## WHAT YOU HAVE TO DO
Rewrite the data from its first line through the line containing "List every instance of the khaki", inclusive, changing "khaki trousers" to "khaki pants" and leaving everything else the same.

## DATA ROWS

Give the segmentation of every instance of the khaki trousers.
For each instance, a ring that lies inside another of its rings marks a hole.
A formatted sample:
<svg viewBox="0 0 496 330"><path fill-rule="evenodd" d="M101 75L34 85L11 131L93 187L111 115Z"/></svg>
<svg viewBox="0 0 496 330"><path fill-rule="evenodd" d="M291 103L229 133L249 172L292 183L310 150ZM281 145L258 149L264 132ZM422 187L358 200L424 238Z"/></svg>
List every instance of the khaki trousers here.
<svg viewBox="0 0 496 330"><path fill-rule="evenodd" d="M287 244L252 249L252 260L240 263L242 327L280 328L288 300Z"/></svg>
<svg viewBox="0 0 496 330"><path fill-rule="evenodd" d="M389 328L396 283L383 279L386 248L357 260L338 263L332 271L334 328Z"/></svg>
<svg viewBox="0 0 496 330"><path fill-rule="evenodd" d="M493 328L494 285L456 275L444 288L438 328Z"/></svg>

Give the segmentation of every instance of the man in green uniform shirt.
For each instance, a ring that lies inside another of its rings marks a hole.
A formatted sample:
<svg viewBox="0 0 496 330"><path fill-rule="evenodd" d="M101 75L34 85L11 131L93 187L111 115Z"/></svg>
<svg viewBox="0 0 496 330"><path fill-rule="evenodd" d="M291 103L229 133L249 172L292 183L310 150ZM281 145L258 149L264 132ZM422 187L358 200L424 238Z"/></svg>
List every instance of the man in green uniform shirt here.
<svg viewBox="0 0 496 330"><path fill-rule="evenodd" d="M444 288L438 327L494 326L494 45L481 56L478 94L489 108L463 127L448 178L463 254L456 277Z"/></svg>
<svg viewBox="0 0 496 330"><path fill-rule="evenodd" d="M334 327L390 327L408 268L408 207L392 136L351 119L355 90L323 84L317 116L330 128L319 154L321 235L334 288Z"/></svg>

## EXERCISE RESPONSE
Give the segmentation of every instance of the khaki pants.
For each instance, a ring that lies inside another of its rings marks a hole.
A formatted sample:
<svg viewBox="0 0 496 330"><path fill-rule="evenodd" d="M101 75L34 85L11 131L93 187L111 115Z"/></svg>
<svg viewBox="0 0 496 330"><path fill-rule="evenodd" d="M291 103L229 133L249 172L292 183L310 150ZM281 145L258 149L264 132ZM422 187L358 200L424 238Z"/></svg>
List every instance of the khaki pants here.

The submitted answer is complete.